**SHORT EXERCISE 1:** Condense the paragraph of the Crystal Eastman text that begins "Eastman graduated from Vassar College" into a short bulleted list that keeps its main facts.
**SHORT EXERCISE 2:** In the Crystal Eastman text, reproduce the part that opens with the words containing "Social efforts" and closes with "York state commission.", changing "classic" to "landmark".
**SHORT EXERCISE 3:** Write a continuation of the Crystal Eastman text that picks up after its final sentence.
##### PASSAGE
In 1883, their parents, Samuel Elijah Eastman and Annis Bertha Ford, moved the family to Canandaigua, New York. In 1889, their mother became one of the first women ordained as a Protestant minister in America when she became a minister of the Congregational church. Her father was also a Congregational minister, and the two served as pastors at the church of Thomas K. Beecher near Elmira. Her parents were friendly with writer Mark Twain. From this association young Crystal also became acquainted with him.

This part of New York was in the so-called "Burnt Over District." During the Second Great Awakening earlier in the 19th century, its frontier had been a center of evangelizing and much religious excitement, which resulted in the founding of such beliefs as Millerism and Mormonism. During the antebellum period, some were inspired by religious ideals to support such progressive social causes as abolitionism and the Underground Railroad.

Crystal and her brother Max Eastman were influenced by this humanitarian tradition. He became a socialist activist in his early life, and Crystal had several common causes with him. They were close throughout her life, even after he had become more conservative.

The siblings lived together for several years on 11th Street in New York City's Greenwich Village among other radical activists. The group, including Ida Rauh, Inez Milholland, Floyd Dell, and Doris Stevens, also spent summers and weekends in Croton-on-Hudson, where Max bought a house in 1916.

Eastman graduated from Vassar College in 1903 and received a Master of Arts degree in sociology (then a relatively new field) from Columbia University in 1904. She then attended New York University Law School, graduating in 1907 as the second in her class.

Social efforts

Social work pioneer and journal editor Paul Kellogg offered Eastman her first job, investigating labor conditions for The Pittsburgh Survey sponsored by the Russell Sage Foundation. Her report, Work Accidents and the Law (1910), became a classic and resulted in the first workers' compensation law, which she drafted while serving on a New York state commission.

She continued to campaign for occupational safety and health while working as an investigating attorney for the U.S. Commission on Industrial Relations during Woodrow Wilson's presidency. She was at one time called the "most dangerous woman in America," due to her free-love idealism and outspoken nature.

She advocated for "motherhood endowments" whereby mothers of young children would receive monetary benefits. She argued it would reduce forced dependence of mothers on men, as well as economically empower women.
##########
##### COLLECTED MATERIAL
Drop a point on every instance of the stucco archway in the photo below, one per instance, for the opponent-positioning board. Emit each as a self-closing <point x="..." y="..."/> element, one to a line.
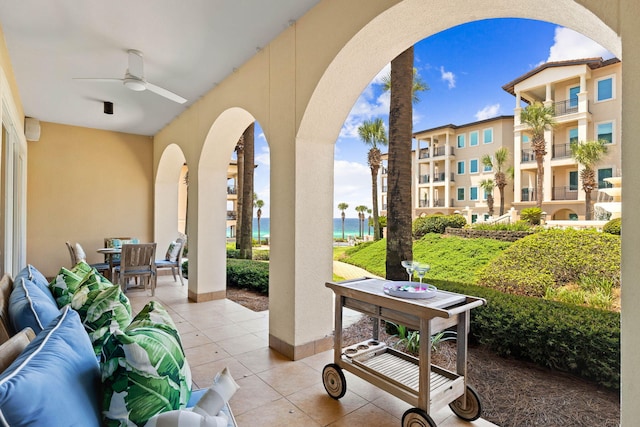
<point x="211" y="188"/>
##########
**EXERCISE OUTPUT 1:**
- Graduated from Vassar College in 1903.
- Earned a Master of Arts in sociology, then a relatively new field, from Columbia University in 1904.
- Graduated from New York University Law School in 1907, second in her class.

**EXERCISE OUTPUT 2:**
Social efforts

Social work pioneer and journal editor Paul Kellogg offered Eastman her first job, investigating labor conditions for The Pittsburgh Survey sponsored by the Russell Sage Foundation. Her report, Work Accidents and the Law (1910), became a landmark and resulted in the first workers' compensation law, which she drafted while serving on a New York state commission.

**EXERCISE OUTPUT 3:**
Emancipation

During a brief marriage to Wallace J. Benedict, which ended in divorce, Eastman moved to Milwaukee with him. There she managed the unsuccessful 1912 Wisconsin suffrage campaign.

When she returned east in 1913, she joined Alice Paul, Lucy Burns, and others in founding the militant Congressional Union, which became the National Woman's Party. After the passage of the 19th Amendment gave women the right to vote in 1920, Eastman and Paul wrote the Equal Rights Amendment, first introduced in 1923. One of the few socialists to endorse the ERA, Eastman warned that protective legislation for women would mean only discrimination against women. Eastman claimed that one could assess the importance of the ERA by the intensity of the opposition to it, but she felt that it was still a struggle worth fighting. She also delivered the speech, "Now We Can Begin", following the ratification of the Nineteenth Amendment, outlining the work that needed to be done in the political and economic spheres to achieve gender equality.

Peace efforts

During World War I, Eastman was one of the founders of the Woman's Peace Party, soon joined by Jane Addams, Lillian D. Wald, and others. She served as president of the New York City branch. Renamed the Women's International League for Peace and Freedom in 1921, it remains the oldest extant women's peace organization. Eastman also became executive director of the American Union Against Militarism, which lobbied against America's entrance into the European war and more successfully against war with Mexico in 1916, sought to remove profiteering from arms manufacturing, and campaigned against conscription, imperial adventures and military intervention.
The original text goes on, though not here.